With no reason for remaining back east, Angela returned to Eugene in January, 1973 to live above a new age restaurant on 13th and Hilyard, the Eggsnatchur (a vegetarian cooperative).  Eugene reminded her of Shamokin: the steep hills, the abundance of greenery, the quaint little neighborhoods.  But I did not meet her at the “snatch” but instead had to wait until the summer of 1977 and the Hoo Haw event.  

Angela, me, Eric Peterson, Bobby DeVine.

Just a word about “faith” here.  When you are painting away on what you hope will be a masterpiece there is a stage one passes through when one thinks everything has gone to hell and one has exhausted all one’s options.  There may be a fairly good painting on the canvas but not “in your guts” what you are striving for.  At this moment the trained artist uses the razor knife and “scrapes off” the painting, leaving just a ghost of an image of the original effort.  In Italian this process is called "pentimenti." Then, rebuilding the painting with new, fresh paint one often recovers this or that area if the painting.  With additional corrections and faith in ones “gut” as the driving, directing factor, one often succeeds as the finished work emerges.

This is where I was at in my social life when I met Angela.  I had become so lonely and so depressed that upon reaching a “low point” for me, I really wanted to “scrape off” my life and start anew.  I did this through the sun dance at the Oregon Country Fair and by asking the universe directly to lead me to my life’s partner!  And it worked, much quicker than I realized when in the aftermath of a “bad trip”, or so it seemed at the time, I had actually been on the receiving side if a profound gift, a response from the universe if you like, and events that led me back to Angela and my “bollabuster.”

This may translate as “ball buster” but what it really means in Yiddish is a woman who can take charge of a household and run it like a well-oiled machine.  This is, in fact, an ideal for a wife and has implications of an organized, well-functioning home, that is always clean and organized.  At the time in my life I got together with Angela, I needed that.  But more importantly, I need the “twin” my mother always ranted about in her schizophrentic daze. I needed my soul mate, albeit with an identical birthdate, identical tastes and proclivities in almost everything, a true companion.

In Yiddish the number 22 is “tsvey un tsvantsik.”  Angela was born Mary 11, 1946 and I, May 11, 1944.  !!   When I was living in Tucson I had met Al Marusa, a math book salesman and failed seminarian.  He sold a book on mystical math with all kinds of insights into ancient Egyptian math and Christianity.  This echoed another Tucson “nut case”, a street numerologist calling himself “love 22” who claimed to have lived on 22 22 nd Ave in New York and who had a long string of encounters with the number 22.  But on one occasion I had the pleasure of invoting  Al Marusa (he was fond of saying “I am from Mars visiting the USA” just to give you an idea )to Eugene to give a lecture for the Tao Te Ching Society.  He came and lectured and he had a rather good turn out .  In any event, Angela and I have always viewed our bond as a “love 22”,  a truly cosmic union and it is so.

Entries shown:
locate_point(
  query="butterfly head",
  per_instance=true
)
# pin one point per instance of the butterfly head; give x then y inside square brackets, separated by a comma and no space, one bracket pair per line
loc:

Task instructions: In the memoir passage about Angela, where did she live after returning to Eugene in January 1973?

Answer to this task: Above the Eggsnatchur, a new age vegetarian cooperative restaurant on 13th and Hilyard.